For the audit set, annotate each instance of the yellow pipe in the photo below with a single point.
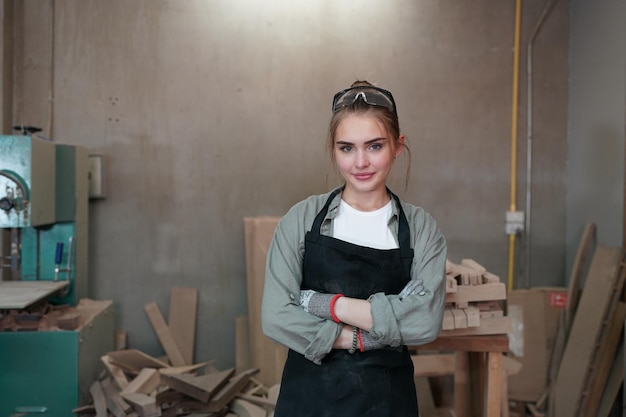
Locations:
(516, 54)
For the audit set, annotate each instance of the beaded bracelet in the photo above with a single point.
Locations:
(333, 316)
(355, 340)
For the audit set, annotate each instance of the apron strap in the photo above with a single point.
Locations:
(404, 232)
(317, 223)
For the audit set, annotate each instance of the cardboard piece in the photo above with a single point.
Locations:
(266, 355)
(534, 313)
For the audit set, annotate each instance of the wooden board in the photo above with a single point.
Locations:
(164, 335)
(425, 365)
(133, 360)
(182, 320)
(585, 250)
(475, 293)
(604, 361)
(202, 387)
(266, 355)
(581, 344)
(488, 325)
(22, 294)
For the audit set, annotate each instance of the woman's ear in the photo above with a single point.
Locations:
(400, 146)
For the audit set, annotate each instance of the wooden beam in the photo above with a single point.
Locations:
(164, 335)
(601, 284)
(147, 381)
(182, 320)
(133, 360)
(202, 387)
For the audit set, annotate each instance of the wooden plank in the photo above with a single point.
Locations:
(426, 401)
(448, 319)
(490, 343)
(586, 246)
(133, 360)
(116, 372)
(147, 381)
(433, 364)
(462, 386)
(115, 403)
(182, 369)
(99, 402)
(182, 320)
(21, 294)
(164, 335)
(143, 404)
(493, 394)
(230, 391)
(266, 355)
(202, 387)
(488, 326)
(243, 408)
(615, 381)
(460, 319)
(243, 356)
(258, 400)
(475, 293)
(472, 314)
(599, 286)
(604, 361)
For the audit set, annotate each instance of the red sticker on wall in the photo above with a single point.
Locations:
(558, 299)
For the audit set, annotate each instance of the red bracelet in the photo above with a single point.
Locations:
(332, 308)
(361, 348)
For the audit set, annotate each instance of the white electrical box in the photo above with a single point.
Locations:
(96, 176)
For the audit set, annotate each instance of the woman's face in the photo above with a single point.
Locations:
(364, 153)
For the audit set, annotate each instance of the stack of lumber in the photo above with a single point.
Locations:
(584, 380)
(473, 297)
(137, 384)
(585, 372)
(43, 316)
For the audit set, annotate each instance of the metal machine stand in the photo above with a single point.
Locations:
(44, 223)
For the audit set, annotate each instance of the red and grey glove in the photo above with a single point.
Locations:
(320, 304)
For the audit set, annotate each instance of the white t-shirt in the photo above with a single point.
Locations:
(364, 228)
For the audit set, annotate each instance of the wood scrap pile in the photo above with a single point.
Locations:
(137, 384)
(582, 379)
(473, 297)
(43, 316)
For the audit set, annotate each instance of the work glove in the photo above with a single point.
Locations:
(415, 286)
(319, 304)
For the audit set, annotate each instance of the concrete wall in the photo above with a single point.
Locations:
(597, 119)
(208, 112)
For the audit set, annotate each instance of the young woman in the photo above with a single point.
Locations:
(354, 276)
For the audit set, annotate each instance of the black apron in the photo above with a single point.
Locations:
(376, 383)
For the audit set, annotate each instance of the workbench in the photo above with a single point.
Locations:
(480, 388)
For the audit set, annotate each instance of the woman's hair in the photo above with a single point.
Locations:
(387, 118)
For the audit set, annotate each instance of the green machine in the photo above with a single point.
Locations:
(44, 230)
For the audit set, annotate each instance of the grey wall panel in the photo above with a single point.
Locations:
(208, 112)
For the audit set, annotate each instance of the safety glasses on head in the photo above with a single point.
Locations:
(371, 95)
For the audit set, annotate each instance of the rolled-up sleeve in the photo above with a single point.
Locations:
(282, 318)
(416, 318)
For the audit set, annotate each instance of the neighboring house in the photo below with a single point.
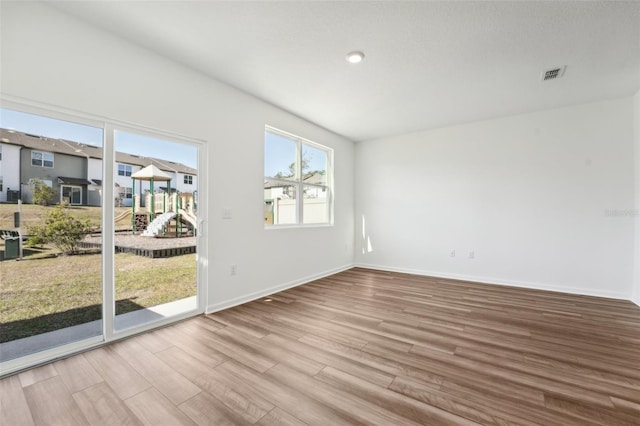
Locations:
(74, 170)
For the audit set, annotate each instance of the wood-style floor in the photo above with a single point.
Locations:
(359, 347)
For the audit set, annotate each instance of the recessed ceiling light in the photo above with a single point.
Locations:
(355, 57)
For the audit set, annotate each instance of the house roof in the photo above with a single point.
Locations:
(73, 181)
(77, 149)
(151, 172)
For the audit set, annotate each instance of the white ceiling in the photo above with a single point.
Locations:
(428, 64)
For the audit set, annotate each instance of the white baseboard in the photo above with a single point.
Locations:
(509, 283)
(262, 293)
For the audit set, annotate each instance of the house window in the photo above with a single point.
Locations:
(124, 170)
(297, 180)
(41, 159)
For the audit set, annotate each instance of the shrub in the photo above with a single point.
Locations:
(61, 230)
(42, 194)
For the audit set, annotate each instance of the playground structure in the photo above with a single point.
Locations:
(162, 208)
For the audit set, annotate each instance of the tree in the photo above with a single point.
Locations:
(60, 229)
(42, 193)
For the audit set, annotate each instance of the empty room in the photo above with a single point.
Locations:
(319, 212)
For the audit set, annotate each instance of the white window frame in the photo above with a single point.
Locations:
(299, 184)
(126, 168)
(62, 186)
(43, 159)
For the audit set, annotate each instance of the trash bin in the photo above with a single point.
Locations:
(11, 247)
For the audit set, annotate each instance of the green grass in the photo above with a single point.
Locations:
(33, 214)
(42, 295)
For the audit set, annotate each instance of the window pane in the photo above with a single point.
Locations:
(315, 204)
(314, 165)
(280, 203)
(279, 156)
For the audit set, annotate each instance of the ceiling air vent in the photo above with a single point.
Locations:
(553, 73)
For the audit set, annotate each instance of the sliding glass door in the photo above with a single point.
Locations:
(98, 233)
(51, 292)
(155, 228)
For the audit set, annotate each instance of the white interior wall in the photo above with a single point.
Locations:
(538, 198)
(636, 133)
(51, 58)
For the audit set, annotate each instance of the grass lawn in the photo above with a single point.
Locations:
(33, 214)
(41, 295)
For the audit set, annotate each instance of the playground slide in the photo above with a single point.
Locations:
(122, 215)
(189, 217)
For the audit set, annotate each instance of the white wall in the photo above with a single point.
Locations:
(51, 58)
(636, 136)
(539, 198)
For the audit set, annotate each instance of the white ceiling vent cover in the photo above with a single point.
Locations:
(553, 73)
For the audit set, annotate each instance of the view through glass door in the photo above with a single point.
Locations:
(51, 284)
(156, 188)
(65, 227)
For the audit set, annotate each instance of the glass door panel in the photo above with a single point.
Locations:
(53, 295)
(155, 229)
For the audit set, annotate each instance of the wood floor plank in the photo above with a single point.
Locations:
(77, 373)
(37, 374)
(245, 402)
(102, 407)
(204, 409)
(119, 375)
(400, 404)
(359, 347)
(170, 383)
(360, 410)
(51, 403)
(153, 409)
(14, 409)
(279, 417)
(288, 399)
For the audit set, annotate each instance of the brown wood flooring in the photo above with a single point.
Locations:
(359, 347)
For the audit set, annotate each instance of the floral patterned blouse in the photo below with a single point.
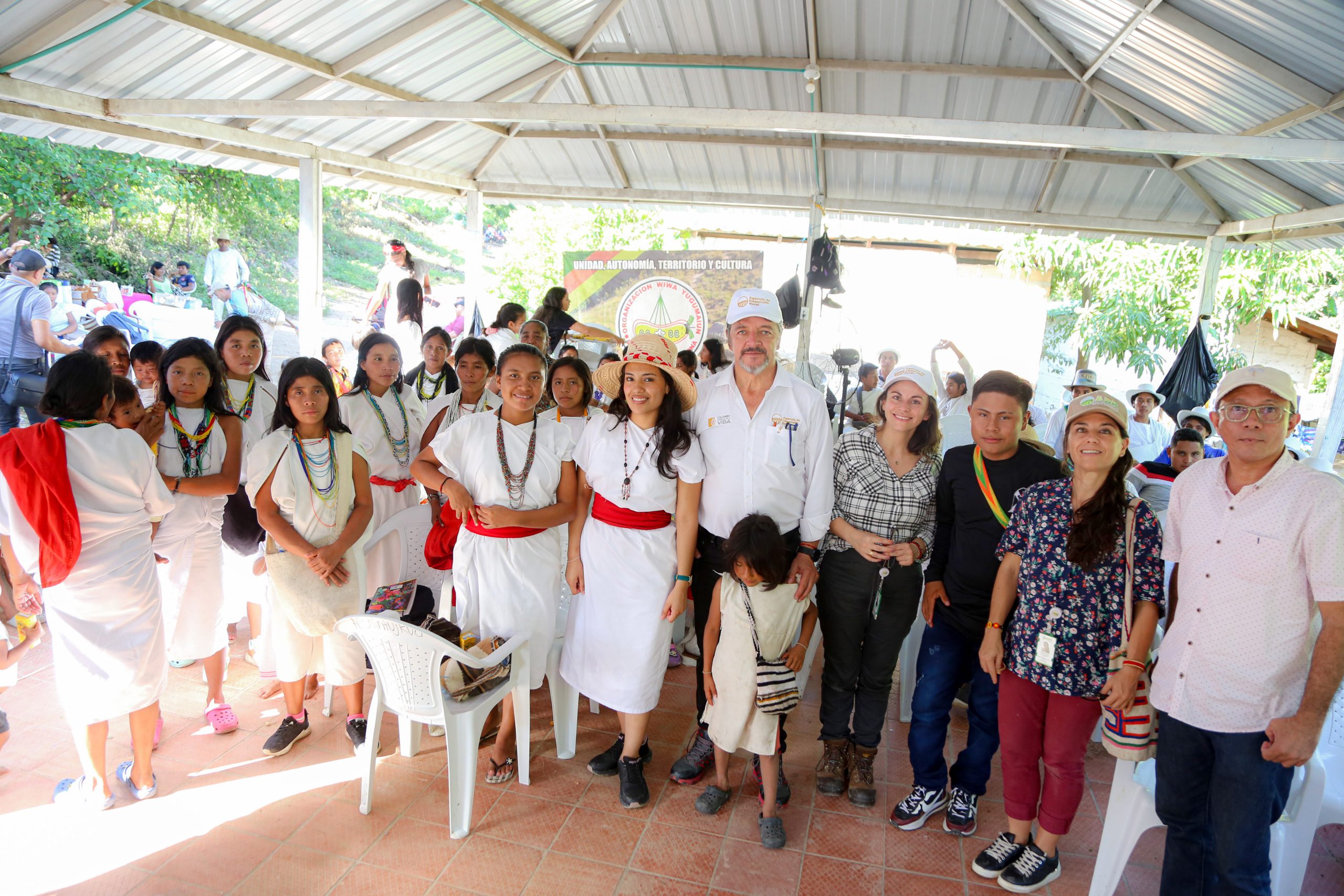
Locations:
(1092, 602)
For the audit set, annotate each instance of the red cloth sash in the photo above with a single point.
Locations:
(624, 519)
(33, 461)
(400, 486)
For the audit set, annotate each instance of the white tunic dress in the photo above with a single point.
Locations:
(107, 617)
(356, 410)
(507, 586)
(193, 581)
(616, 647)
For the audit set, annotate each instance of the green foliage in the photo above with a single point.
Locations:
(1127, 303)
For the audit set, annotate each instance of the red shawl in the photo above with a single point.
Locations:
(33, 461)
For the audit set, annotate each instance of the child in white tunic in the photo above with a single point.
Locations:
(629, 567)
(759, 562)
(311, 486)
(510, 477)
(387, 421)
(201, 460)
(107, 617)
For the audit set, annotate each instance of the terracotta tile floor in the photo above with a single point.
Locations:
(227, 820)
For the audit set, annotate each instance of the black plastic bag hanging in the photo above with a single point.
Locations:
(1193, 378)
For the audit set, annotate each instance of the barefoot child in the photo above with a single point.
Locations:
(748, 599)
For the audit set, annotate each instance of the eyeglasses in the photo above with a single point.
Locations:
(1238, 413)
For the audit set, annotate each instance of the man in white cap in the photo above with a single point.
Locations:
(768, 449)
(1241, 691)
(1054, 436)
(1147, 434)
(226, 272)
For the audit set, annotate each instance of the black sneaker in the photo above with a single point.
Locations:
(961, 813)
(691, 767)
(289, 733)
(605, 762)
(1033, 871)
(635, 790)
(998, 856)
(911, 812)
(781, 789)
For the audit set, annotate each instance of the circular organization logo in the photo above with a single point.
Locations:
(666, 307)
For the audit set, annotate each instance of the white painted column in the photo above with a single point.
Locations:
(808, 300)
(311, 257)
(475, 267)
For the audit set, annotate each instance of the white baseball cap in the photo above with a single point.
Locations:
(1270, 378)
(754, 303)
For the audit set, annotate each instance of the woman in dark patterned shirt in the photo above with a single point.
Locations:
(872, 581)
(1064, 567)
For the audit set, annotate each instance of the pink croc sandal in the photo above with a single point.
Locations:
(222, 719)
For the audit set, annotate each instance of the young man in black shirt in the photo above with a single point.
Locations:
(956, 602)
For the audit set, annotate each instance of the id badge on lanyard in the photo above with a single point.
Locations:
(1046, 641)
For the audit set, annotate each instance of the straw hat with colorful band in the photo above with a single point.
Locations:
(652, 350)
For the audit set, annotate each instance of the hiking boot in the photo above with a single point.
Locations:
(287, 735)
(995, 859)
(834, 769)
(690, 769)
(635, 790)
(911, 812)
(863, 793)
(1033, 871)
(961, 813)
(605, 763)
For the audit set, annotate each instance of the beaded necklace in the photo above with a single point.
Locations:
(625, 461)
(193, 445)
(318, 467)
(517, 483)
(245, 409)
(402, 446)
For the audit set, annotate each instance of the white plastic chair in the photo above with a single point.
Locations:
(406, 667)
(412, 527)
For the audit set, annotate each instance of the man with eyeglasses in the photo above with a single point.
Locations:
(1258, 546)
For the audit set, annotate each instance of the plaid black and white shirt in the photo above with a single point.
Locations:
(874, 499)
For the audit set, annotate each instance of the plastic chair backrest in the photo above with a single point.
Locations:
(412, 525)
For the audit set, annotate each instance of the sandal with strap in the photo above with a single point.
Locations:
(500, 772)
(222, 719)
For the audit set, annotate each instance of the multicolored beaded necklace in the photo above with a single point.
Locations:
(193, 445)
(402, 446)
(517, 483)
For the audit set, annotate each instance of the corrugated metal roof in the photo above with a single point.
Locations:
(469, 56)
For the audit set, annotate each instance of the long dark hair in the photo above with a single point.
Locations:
============
TASK INSTRUCTIONS = Beginning with the first line of the material above, please output each line exactly through the line that contains "For the audit set, annotate each instance of the stack", and only those, leaving out pictures.

RESPONSE TO THIS EXERCISE =
For the audit set, annotate each instance of the yellow pipe in the photo below with a single point.
Locations:
(516, 54)
For the audit set, annotate each instance of the beaded bracelet in the photo above with a single point.
Locations:
(333, 316)
(355, 340)
For the audit set, annotate each instance of the apron strap in the photo above with a single point.
Locations:
(404, 232)
(317, 223)
For the audit set, annotate each instance of the cardboard piece in the photo above with a single point.
Locations:
(266, 355)
(534, 313)
For the audit set, annotate each instance of the wooden board in the photo above with a single point.
Locations:
(164, 335)
(425, 365)
(133, 360)
(182, 320)
(585, 250)
(475, 293)
(604, 361)
(202, 387)
(266, 355)
(581, 344)
(488, 325)
(22, 294)
For the audit set, annotate each instance of the woman's ear in the photo above with a single point.
Locations:
(400, 146)
For the audit set, annotate each instance of the wooden beam in the photo above with a single point.
Locations:
(164, 335)
(601, 284)
(147, 381)
(182, 320)
(133, 360)
(202, 387)
For the audit set, annotate each instance of the wooden plank in the photo above with a single point.
Locations:
(426, 401)
(448, 319)
(490, 343)
(586, 246)
(133, 360)
(116, 372)
(147, 381)
(433, 364)
(462, 386)
(115, 403)
(182, 369)
(99, 402)
(182, 320)
(21, 294)
(164, 335)
(143, 404)
(493, 394)
(230, 391)
(266, 355)
(202, 387)
(488, 326)
(243, 408)
(615, 381)
(460, 319)
(243, 356)
(258, 400)
(475, 293)
(472, 314)
(599, 286)
(604, 361)
For the audit set, annotate each instance of the red sticker on wall in the photo above with a single point.
Locations:
(558, 299)
For the audit set, annotate each instance of the red bracelet in the photo above with a single point.
Locations:
(332, 308)
(361, 348)
For the audit set, annotate each instance of the white electrical box in the photo above with a single point.
Locations:
(96, 176)
For the audit set, annotate each instance of the woman's face in the photo above with a single point.
Locations:
(364, 153)
For the audit set, annotate each instance of the stack of lumber in the photo above with a single point.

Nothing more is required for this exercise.